== DATASET ROWS
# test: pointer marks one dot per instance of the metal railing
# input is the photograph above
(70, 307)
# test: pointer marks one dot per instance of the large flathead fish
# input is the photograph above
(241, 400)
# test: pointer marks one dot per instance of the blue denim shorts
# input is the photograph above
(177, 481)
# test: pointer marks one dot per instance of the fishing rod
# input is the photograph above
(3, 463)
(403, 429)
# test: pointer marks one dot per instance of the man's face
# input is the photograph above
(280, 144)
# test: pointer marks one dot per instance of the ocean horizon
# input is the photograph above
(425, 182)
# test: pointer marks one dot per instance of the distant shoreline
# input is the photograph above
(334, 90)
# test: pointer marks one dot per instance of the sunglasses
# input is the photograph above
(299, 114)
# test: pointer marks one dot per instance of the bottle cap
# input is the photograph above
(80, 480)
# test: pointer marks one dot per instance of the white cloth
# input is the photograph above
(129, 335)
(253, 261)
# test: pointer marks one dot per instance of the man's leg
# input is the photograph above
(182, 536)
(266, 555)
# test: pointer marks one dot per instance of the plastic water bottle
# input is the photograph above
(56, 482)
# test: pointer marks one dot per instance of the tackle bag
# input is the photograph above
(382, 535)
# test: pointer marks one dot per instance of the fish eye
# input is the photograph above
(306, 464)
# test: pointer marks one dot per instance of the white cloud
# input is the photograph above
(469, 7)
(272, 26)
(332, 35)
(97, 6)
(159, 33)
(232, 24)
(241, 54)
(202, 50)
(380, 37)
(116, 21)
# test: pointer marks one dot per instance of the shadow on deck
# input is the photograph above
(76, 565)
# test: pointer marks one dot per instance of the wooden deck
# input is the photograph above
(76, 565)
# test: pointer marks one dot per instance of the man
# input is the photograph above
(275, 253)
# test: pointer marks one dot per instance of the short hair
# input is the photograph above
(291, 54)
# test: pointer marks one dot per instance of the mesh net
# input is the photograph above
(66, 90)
====
▶ _WORK TO DO_:
Write each line above out exactly.

▶ _ANSWER TO THIS PROBLEM_:
# test: pointer marks one dot per instance of the metal railing
# input is the photograph above
(70, 307)
# test: pointer marks one dot per instance of the large flathead fish
# input is the photograph above
(241, 400)
# test: pointer marks one dot per instance of the blue denim shorts
# input is the photograph above
(177, 481)
# test: pointer marks one dot per instance of the fishing rod
# input is the photograph above
(3, 463)
(403, 429)
# test: pointer marks one dot per instance of the man's face
# input is the photograph above
(280, 144)
# test: pointer marks one dot per instance of the ocean horizon
# input is the photograph above
(425, 182)
# test: pointer marks one dot per instance of the distant shoreline
# input is the photograph above
(334, 90)
# test: pointer marks one dot per instance of the sunglasses
# input is the photograph above
(299, 114)
# test: pointer marks one dot per instance of the bottle cap
# input is the photograph above
(80, 480)
# test: pointer marks one dot per instance of the white cloth
# input is the photograph above
(129, 335)
(253, 261)
# test: pointer marks one dot per instance of the man's leg
# input is the photograph above
(182, 536)
(266, 555)
# test: pointer marks one dot per instance of the plastic water bottle
# input is the photograph above
(56, 482)
# test: pointer marks one dot per instance of the tackle bag
# input is the photograph above
(382, 535)
# test: pointer marks one dot per instance of the fish eye
# input is the photograph above
(306, 464)
# test: pointer marks one dot per instance of the white cloud
# input is the photograph above
(469, 7)
(272, 26)
(332, 35)
(97, 6)
(159, 33)
(232, 24)
(241, 54)
(202, 50)
(380, 37)
(116, 21)
# test: pointer marks one dot per instance of the shadow on deck
# input is the photograph above
(76, 565)
# test: pointer marks one dot per instance of the wooden deck
# input is the photograph above
(76, 565)
# test: pointer marks one dot per instance of the man
# input is the photograph above
(275, 253)
# test: pointer marks one dot per instance of the short hair
# input is the photograph above
(291, 54)
# test: pointer marks one dot per instance of the mesh net
# input is the photograph above
(66, 90)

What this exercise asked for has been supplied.